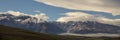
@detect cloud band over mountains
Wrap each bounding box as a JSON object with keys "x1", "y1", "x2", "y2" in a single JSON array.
[{"x1": 35, "y1": 0, "x2": 120, "y2": 16}]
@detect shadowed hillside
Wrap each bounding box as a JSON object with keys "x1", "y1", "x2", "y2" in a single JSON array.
[{"x1": 0, "y1": 25, "x2": 120, "y2": 40}]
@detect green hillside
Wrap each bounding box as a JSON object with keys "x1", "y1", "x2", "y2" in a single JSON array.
[{"x1": 0, "y1": 25, "x2": 120, "y2": 40}]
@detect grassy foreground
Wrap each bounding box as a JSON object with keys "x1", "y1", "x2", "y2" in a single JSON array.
[{"x1": 0, "y1": 25, "x2": 120, "y2": 40}]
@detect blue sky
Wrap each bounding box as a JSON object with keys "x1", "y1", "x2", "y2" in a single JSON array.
[{"x1": 0, "y1": 0, "x2": 120, "y2": 21}]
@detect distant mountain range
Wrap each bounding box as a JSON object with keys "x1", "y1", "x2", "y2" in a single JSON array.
[{"x1": 0, "y1": 14, "x2": 120, "y2": 34}]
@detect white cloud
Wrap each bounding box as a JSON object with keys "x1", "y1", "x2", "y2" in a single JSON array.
[
  {"x1": 33, "y1": 10, "x2": 40, "y2": 13},
  {"x1": 56, "y1": 12, "x2": 120, "y2": 26},
  {"x1": 6, "y1": 10, "x2": 24, "y2": 16},
  {"x1": 57, "y1": 12, "x2": 94, "y2": 22},
  {"x1": 35, "y1": 0, "x2": 120, "y2": 16},
  {"x1": 0, "y1": 10, "x2": 49, "y2": 23}
]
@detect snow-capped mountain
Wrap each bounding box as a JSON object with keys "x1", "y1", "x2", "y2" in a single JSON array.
[{"x1": 0, "y1": 14, "x2": 120, "y2": 34}]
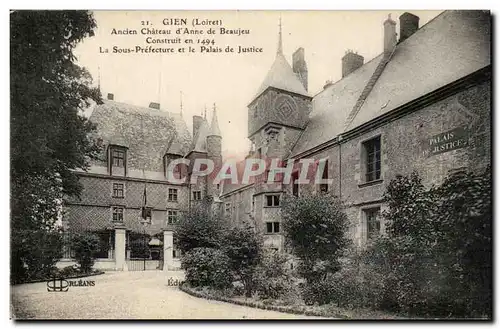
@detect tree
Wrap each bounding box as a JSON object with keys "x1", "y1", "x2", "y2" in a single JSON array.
[
  {"x1": 369, "y1": 168, "x2": 492, "y2": 317},
  {"x1": 182, "y1": 248, "x2": 233, "y2": 289},
  {"x1": 174, "y1": 202, "x2": 225, "y2": 253},
  {"x1": 223, "y1": 226, "x2": 263, "y2": 297},
  {"x1": 71, "y1": 233, "x2": 101, "y2": 273},
  {"x1": 282, "y1": 194, "x2": 349, "y2": 283},
  {"x1": 10, "y1": 11, "x2": 101, "y2": 280}
]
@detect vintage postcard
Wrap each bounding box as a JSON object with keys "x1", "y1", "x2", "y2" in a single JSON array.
[{"x1": 10, "y1": 10, "x2": 493, "y2": 320}]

○ ○ ○ ○ ○

Given instruction:
Return every line of the items above that contains the word "hillside", treating uppercase and lowercase letters as different.

Correct response:
@detect shadowed hillside
@detect green hillside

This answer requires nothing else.